## [Passage shown]
Train groping is indeed a problem in Japan – so much so that there are female-only cars during rush hour so women can go to work without fear of being molested. At the same time, there are also countless adult movies and comics glorifying chikan.

There are even legal sexual massage parlors that replicate subway cars, where men pay for a simulated chikan experience.

Ogawa’s essay was published in controversial right-wing monthly magazine Shincho 45, put out by Shinchosha Publishing on Sept. 18.

Predictably, a brouhaha erupted.

Within days of publication, Shinchosha apologized for its lack of oversight, and last Wednesday, announced the indefinite suspension of the magazine.

Given the damage he had caused, what exactly did Ogawa mean to say?

Supporting molesters?

His intention appears to have been the denigration of sexual minorities rather than an outright promotion of sexual assault. In his essay, he argued that train gropers and LGBT are essentially the same thing – sexual deviants – and lumped them together with an anagram he himself created: SMAG – sadists, masochists, ass fetishists and gropers.

According to Ogawa’s logic, groping people on trains and being homosexual are just different kinds of deviance. Ergo: Offering to protect the rights of one group (LGBT) over another (gropers) is ridiculous.

Critics of this thinking have not held their fire.

“I think that the magazine ceasing publication has a lot do with the #MeToo movement growing in Japan and more people willing to point out what is just simply wrong,” stormed Mari Hiryama, a professor of law at Hakuou University. “The thought process behind arguing that the rights of gropers and the rights of LGBT are the same is completely mistaken.

His utterances may even discourage victims of sexual assault from coming forward. What in the world was Ogawa thinking when he made such a dubious statement?”

That is a fair question. And was he being malicious or just plain ignorant? Aya Goda, the editor of LGBTQ magazine Palette, suspects it is the latter.

“I think his inappropriate and discriminatory remarks come from total ignorance. But if we are going to blame his ignorance, perhaps we must blame the structure of Japanese society,” she said. “Japan’s schools and media aren’t fertile ground for promoting correct knowledge of LGBTQ.

“For the sake of the next generation, in order to prevent further remarks like his, we need to encourage a better understanding of sexual diversity.”

## [Task 1]
Translate this sentence from the article on Ogawa's essay into Spanish: "Within days of publication, Shinchosha apologized for its lack of oversight, and last Wednesday, announced the indefinite suspension of the magazine."
## [Task 2]
Quote the article on Ogawa's essay word for word, starting with "Within days of" and going on through "mean to say?".

## [Source data]
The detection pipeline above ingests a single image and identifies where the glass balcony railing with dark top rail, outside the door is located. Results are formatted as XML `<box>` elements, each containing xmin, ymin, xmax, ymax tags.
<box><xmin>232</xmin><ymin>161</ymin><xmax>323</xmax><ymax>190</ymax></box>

--

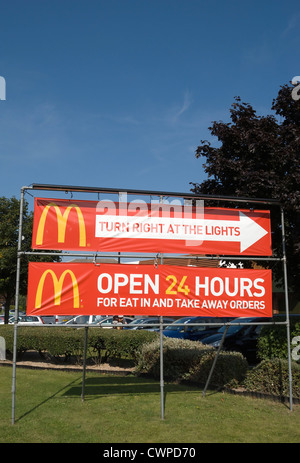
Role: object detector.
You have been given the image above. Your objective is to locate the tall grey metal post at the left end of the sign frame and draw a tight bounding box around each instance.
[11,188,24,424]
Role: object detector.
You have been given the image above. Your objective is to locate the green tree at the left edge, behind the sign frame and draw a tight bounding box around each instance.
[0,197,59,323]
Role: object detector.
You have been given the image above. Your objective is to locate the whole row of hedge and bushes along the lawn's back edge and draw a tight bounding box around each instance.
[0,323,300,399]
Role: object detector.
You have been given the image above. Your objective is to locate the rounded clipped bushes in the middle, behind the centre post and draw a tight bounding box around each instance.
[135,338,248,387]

==

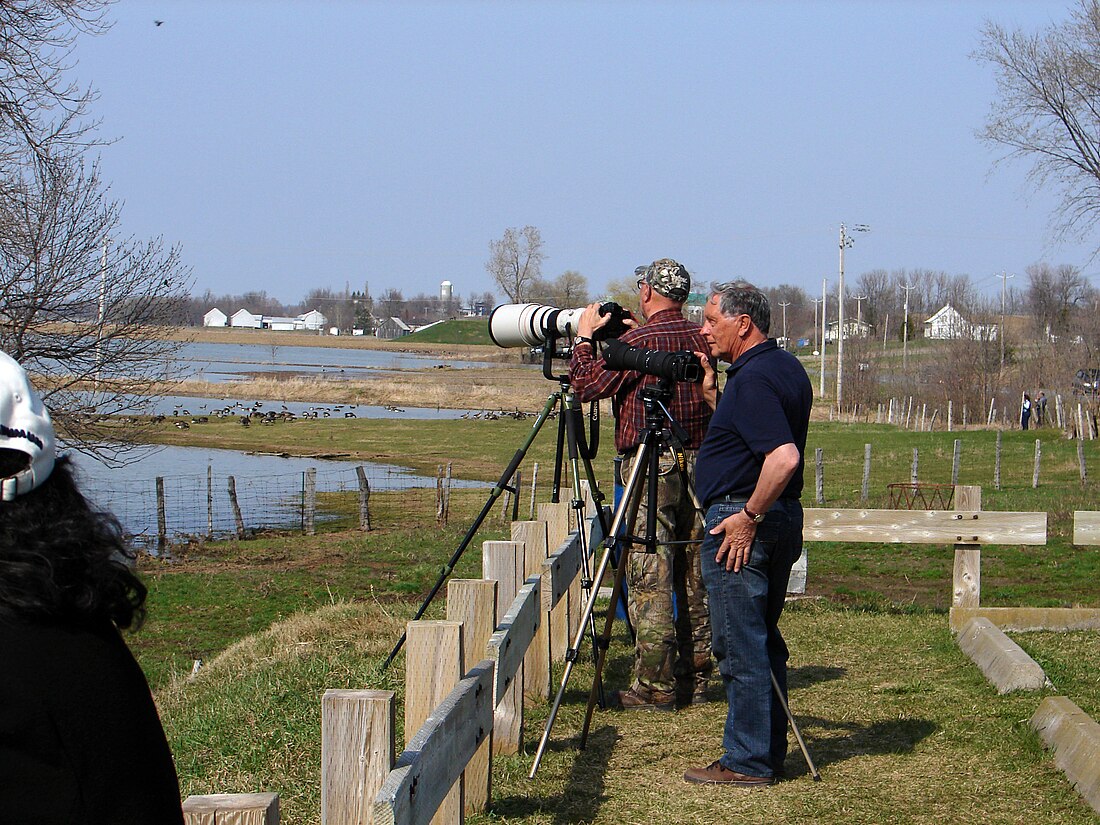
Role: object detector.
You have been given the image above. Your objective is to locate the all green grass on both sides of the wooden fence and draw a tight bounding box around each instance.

## [Response box 1]
A los pocos días de la publicación, Shinchosha pidió disculpas por su falta de supervisión y, el miércoles pasado, anunció la suspensión indefinida de la revista.

## [Response box 2]
Within days of publication, Shinchosha apologized for its lack of oversight, and last Wednesday, announced the indefinite suspension of the magazine.

Given the damage he had caused, what exactly did Ogawa mean to say?